▶ _Required tasks_
1. Reproduce the stretch from "Need a better UX for engine" through "take it out?" in the Jan 0.6.0 thread below.
2. Using the Jan 0.6.0 thread below, answer yes or no for each statement and quote the words that decide it: (a) Llama.cpp comes bundled by default. (b) A failed model load can leave the server not working. (c) New models are routed to Nitro.
3. Resume the Jan 0.6.0 and Cortex Platform thread below, writing on from its last point.

▶ _Selected passage_
Epic: Jan 0.6.0 that uses Cortex Platform #3365

Van-QA · 2024-08-14T03:42:54Z

louis-jan · 2024-08-28T03:13:43Z

@marknguyen1302 to attach the specs here

dan-homebrew · 2024-08-30T07:28:09Z

@louis-jan @marknguyen1302 I'm adding the #3325 to this Tasklist

we can discuss later if we don't need a migration wizard (if we will continue supporting legacy filesystem)

louis-jan · 2024-08-30T08:20:58Z

@dan-homebrew @marknguyen1302 I'm listing somepoints to consider / concerns here so we can address together

Model prepopulation - One important point to consider when using the HF/Provider model is fetching (3373, 3374) feat: Remote APIs can fetch Model List #3374 (comment)
Cortex process handling - For now, Cortex serves the chat function and also serves the server API. There are possible side effects such as:
- Load model fail -> cortex process crashed -> server stopped working
- Run Cortex on app load so the API server can always be on (on message send before)
- Change thread settings (context length / ngl) / Stop / Delete a running model -> Unload instead of just kill as before
- New UX on state update? E.g. Cortex stopped working -> Restart by process watchdog -> Running
Need a better UX for running multiple models simultaneously
- Loading so many models could break the user's machine
- Unloading a model could affect a running server (or not, since sending a message could load the model again)
Need a better UX for engine setup (the UI update should also work with our extension architecture but not direct users to many screens)
- Llama.cpp is bundled by default, but not for others, also CUDA dependencies (should some how shared among engines)
Models can be run through the API Server
- Legacy models are routed to Nitro (even eventually route to cortex-cpp), new models are routed to Cortex. Is it a good UX to force Cortex API server to serve legacy nitro models?
Pre-populate HF cortex models: there should be duplicated models where the 0.5.3 models list is updated. New branch / model repo to serve Jan hub only? So we can filter out which models could be pre-populated instead of everything.
Preserve thread settings - confusing feature? since we will work on Presets soon, let's take it out?
Sync settings (& dtos?) across projects (https://discord.com/channels/1107178041848909847/1239846009258119178/1279001259613093910)

▶ _Information provided_
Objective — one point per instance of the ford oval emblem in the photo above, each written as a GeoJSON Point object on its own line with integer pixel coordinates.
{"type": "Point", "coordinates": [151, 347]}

▶ _Written answers_
1.
Need a better UX for engine setup (the UI update should also work with our extension architecture but not direct users to many screens)
- Llama.cpp is bundled by default, but not for others, also CUDA dependencies (should some how shared among engines)
Models can be run through the API Server
- Legacy models are routed to Nitro (even eventually route to cortex-cpp), new models are routed to Cortex. Is it a good UX to force Cortex API server to serve legacy nitro models?
Pre-populate HF cortex models: there should be duplicated models where the 0.5.3 models list is updated. New branch / model repo to serve Jan hub only? So we can filter out which models could be pre-populated instead of everything.
Preserve thread settings - confusing feature? since we will work on Presets soon, let's take it out?

2.
(a) Yes: "Llama.cpp is bundled by default"
(b) Yes: "Load model fail -> cortex process crashed -> server stopped working"
(c) No: "new models are routed to Cortex"

3.
Cortex release process - e.g. We are updating the cortex repository's CI/CD for interim CLI development
Cortex provides a backward-compatible FS module, so this means all requests from Jan go through the Cortex API? Back to the previous integration, there are so many edge cases to handle such as:
- The Cortex server should be ON before showing threads/models. Data caching can improve the experiment for a better user experience, as users cannot wait for loading every time they reopen the app.
- Cortex process status, as described above ^
- Models import should also go thru cortex server
- Deprecate core FS from Jan
- Advanced Settings from Jan -> configure Cortex?
- HTTP Proxy for model downloading?
- HuggingFace API Token input from Jan -> Cortex
- Logs settings from Jan > Cortex (on/off, cleaning interval..), how to log from Jan app -> cortex?
- Tools support (Actually just PDF retrieval for now) - Depends on Jan core FS, if we don't deprecate that is fine
IMPORTANT: Multiple instructions set support - Multiple engine binaries distribution

marknguyen1302 · 2024-08-30T09:32:50Z

thanks @louis-jan for this. about Cortex provides a backward-compatible FS module, I think it's for the Jan API server only, so we keep the current app the same, instead of spawning a new port like the current Jan, we will use Cortex Platform API for that server. what do you think?

marknguyen1302 · 2024-08-30T09:37:16Z

about Cortex process handling, I think when load/inference/start the Jan API server, we should check the health of the Cortex server and attempt to spawn if the server is not on.

louis-jan · 2024-08-30T09:59:34Z

Yes @marknguyen1302, scope down the other parts would help.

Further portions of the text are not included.